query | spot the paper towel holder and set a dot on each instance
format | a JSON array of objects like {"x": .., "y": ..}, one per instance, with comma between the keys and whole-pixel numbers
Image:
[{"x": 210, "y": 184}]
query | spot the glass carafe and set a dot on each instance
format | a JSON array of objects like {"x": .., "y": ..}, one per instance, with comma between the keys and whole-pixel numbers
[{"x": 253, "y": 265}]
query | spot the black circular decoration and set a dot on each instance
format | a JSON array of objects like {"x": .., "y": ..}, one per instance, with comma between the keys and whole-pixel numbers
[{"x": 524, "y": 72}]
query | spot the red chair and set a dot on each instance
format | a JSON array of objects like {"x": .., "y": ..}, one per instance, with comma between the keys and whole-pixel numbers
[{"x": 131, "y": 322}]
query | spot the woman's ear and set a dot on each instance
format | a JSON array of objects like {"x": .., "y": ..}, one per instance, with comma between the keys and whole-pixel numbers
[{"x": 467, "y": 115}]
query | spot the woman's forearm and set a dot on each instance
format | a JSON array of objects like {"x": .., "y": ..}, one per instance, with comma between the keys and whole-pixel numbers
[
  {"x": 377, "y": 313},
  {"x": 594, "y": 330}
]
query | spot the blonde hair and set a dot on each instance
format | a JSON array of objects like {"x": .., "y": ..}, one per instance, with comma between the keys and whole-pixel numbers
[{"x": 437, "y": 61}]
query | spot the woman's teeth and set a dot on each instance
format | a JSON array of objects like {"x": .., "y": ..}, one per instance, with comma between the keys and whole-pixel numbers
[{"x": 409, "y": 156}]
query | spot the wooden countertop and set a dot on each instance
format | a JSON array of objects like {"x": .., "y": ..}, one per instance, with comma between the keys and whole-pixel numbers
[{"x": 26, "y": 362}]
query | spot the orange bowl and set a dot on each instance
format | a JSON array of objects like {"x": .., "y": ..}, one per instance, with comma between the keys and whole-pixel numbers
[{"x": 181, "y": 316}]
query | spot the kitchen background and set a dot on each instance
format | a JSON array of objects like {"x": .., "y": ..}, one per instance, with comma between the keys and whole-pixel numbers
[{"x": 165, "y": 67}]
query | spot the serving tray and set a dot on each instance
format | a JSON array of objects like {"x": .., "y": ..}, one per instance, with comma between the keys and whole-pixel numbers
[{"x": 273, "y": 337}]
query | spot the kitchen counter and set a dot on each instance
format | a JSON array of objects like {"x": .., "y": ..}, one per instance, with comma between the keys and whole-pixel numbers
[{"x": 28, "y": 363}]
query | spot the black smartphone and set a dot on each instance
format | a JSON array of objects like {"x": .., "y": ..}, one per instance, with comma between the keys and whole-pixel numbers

____

» **Problem requirements**
Each line in the data is to be written out precisely.

» **Response**
query | spot the paper towel holder and set a dot on each instance
format | a JSON array of objects like {"x": .., "y": ..}, one per instance, with comma between the keys and whole-pixel numbers
Image:
[{"x": 210, "y": 184}]
query | spot the glass carafe and set a dot on each instance
format | a JSON array of objects like {"x": .., "y": ..}, one per instance, with comma between the keys and whole-pixel numbers
[{"x": 253, "y": 265}]
query | spot the black circular decoration and set a dot on each instance
format | a JSON array of objects like {"x": .., "y": ..}, one per instance, with comma between the keys and whole-pixel numbers
[{"x": 524, "y": 72}]
query | spot the red chair and set a dot on each instance
format | a JSON array of objects like {"x": .., "y": ..}, one per instance, with comma between the keys and whole-pixel numbers
[{"x": 131, "y": 322}]
query | spot the woman's ear and set a dot on each instance
format | a JSON array of objects like {"x": .., "y": ..}, one per instance, with comma between the keys and whole-pixel numbers
[{"x": 467, "y": 115}]
query | spot the woman's forearm and set a dot on each instance
format | a JSON array of objects like {"x": .., "y": ..}, one per instance, with comma between the keys and whole-pixel numbers
[
  {"x": 377, "y": 313},
  {"x": 594, "y": 330}
]
query | spot the blonde hair and set a dot on each instance
format | a JSON array of objects like {"x": .., "y": ..}, one per instance, with comma between the keys and whole-pixel numbers
[{"x": 437, "y": 61}]
query | spot the woman's teeth and set a dot on each instance
format | a JSON array of objects like {"x": .., "y": ..}, one per instance, with comma between the keys and whole-pixel numbers
[{"x": 409, "y": 156}]
query | spot the wooden countertop and set a dot on each instance
format | a JSON array of objects like {"x": .., "y": ..}, one per instance, with comma between the keys and whole-pixel numbers
[{"x": 26, "y": 362}]
query | spot the orange bowl and set a dot on each instance
format | a JSON array of objects like {"x": .., "y": ..}, one per instance, with comma between the keys and whole-pixel numbers
[{"x": 181, "y": 316}]
query | spot the kitchen background and set a dot on each instance
format | a JSON array of objects like {"x": .., "y": ..}, one per instance, with comma between the keys and whole-pixel numbers
[{"x": 165, "y": 67}]
query | spot the serving tray and set a dot on each instance
format | a JSON array of objects like {"x": .., "y": ..}, one per instance, with comma between the keys and whole-pixel numbers
[{"x": 273, "y": 337}]
query | spot the kitchen counter and set a dot on each instance
format | a JSON array of objects like {"x": .., "y": ..}, one per instance, with comma between the keys and whole-pixel numbers
[{"x": 28, "y": 363}]
query | spot the black smartphone and set a dot on each instance
format | a JSON array of objects like {"x": .., "y": ..}, one per instance, with comma between the keys and whole-pixel numbers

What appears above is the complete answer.